Give all the data again exactly.

***** SUPPLIED MATERIAL *****

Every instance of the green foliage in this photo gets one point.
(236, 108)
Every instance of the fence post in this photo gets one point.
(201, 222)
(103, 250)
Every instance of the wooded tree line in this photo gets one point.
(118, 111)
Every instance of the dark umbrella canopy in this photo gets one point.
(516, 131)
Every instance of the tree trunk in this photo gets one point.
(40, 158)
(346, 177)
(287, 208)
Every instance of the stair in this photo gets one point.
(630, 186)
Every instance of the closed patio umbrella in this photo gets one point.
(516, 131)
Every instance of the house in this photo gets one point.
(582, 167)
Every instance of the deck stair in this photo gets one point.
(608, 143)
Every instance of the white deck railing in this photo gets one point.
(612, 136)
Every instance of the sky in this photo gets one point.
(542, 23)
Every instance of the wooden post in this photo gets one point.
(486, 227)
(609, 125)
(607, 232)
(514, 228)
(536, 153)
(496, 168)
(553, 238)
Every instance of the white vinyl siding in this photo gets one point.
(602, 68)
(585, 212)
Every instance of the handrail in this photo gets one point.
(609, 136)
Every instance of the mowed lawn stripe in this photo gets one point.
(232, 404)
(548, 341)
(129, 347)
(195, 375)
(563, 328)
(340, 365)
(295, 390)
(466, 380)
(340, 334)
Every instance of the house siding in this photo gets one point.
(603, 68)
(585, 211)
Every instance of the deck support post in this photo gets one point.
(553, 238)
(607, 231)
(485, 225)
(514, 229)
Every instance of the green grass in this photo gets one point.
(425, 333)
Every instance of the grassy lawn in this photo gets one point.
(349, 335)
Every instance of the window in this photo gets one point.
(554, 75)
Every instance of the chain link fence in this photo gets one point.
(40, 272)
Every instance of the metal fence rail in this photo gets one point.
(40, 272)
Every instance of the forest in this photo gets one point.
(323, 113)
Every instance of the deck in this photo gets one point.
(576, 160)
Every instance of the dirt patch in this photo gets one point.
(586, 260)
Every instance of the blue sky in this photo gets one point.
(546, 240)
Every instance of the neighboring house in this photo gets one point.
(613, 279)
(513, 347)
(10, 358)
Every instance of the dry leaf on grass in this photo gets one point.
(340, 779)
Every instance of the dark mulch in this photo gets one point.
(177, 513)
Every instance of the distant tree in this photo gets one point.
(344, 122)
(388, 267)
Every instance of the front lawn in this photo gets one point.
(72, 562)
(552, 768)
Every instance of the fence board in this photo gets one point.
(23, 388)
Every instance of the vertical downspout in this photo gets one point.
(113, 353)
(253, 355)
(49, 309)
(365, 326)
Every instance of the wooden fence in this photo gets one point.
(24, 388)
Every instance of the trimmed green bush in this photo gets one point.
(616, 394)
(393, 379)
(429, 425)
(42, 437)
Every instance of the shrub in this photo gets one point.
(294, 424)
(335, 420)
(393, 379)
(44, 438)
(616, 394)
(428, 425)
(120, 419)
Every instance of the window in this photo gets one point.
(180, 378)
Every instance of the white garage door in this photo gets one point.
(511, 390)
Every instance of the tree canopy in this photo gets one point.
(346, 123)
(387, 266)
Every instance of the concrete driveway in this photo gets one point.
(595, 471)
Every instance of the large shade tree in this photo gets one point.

*****

▸ EXERCISE SOLUTION
Every instance of the green foliage in this photo gets one point.
(236, 108)
Every instance of the fence post in this photo gets one point.
(201, 222)
(103, 250)
Every instance of the wooded tree line in this photo gets one point.
(118, 111)
Every instance of the dark umbrella canopy in this photo gets one point.
(516, 131)
Every instance of the tree trunk in this photo gets one point.
(40, 158)
(346, 177)
(287, 208)
Every instance of the stair in this photo gets one point.
(630, 186)
Every instance of the closed patio umbrella in this photo gets one point.
(516, 131)
Every instance of the house in this photo gets one point.
(582, 167)
Every instance of the deck stair in this photo gets one point.
(608, 143)
Every instance of the white deck railing in this photo gets one point.
(612, 136)
Every instance of the sky in this photo gets one point.
(542, 23)
Every instance of the wooden post in this photo gets one point.
(486, 227)
(609, 125)
(607, 232)
(514, 228)
(536, 153)
(496, 168)
(553, 238)
Every instance of the white vinyl siding in this photo gets one point.
(602, 68)
(585, 212)
Every instance of the handrail in this photo gets one point.
(609, 136)
Every instance of the mowed lawn stripe in this photo gets one point.
(232, 404)
(548, 341)
(129, 347)
(195, 375)
(563, 328)
(340, 365)
(295, 390)
(466, 380)
(340, 334)
Every instance of the house siding in this photo gets one point.
(603, 68)
(585, 211)
Every instance of the deck support post in this photo gets one point.
(553, 238)
(607, 231)
(485, 225)
(514, 229)
Every instance of the green grass in this photo gets one point.
(425, 333)
Every instance of the grassy lawn in this photo gets one point.
(349, 335)
Every instance of the window in this photo gets one point.
(554, 75)
Every instance of the chain link fence in this photo gets one point.
(40, 272)
Every instance of the metal fence rail in this photo gets one point.
(40, 272)
Every instance of the forest in this photo gets one point.
(323, 113)
Every instance of the deck in this photo gets one point.
(576, 160)
Every instance of the dirt patch in this photo gets one point.
(586, 260)
Every instance of the blue sky in this photo gets one point.
(546, 240)
Every instance of the neighboring house in this photo gets one point.
(613, 279)
(513, 347)
(10, 358)
Every instance of the dry leaf on grass in this photo gets one point.
(340, 779)
Every instance of the dark mulch in this photo gets one point.
(177, 513)
Every instance of the distant tree in this photo gets one point.
(344, 122)
(388, 267)
Every instance of the front lawn in this photo gets one point.
(72, 562)
(552, 768)
Every instance of the fence board in this photo gets one point.
(23, 388)
Every instance of the vertical downspout in this photo gets one point.
(113, 353)
(253, 355)
(49, 309)
(365, 326)
Every instance of the wooden fence in this photo gets one point.
(24, 388)
Every instance of the trimmed green bush in this photo gets one point.
(616, 394)
(393, 379)
(429, 425)
(42, 437)
Every instance of the shrub in this photo gets one point.
(294, 424)
(335, 420)
(393, 379)
(44, 438)
(616, 394)
(428, 425)
(120, 419)
Every instance of the window in this photo gets one point.
(180, 378)
Every instance of the white garage door in this photo gets one point.
(511, 390)
Every instance of the tree canopy in this photo gets one point.
(346, 123)
(387, 266)
Every instance of the concrete driveway in this photo gets one point.
(595, 471)
Every instance of the large shade tree in this photo gets one point.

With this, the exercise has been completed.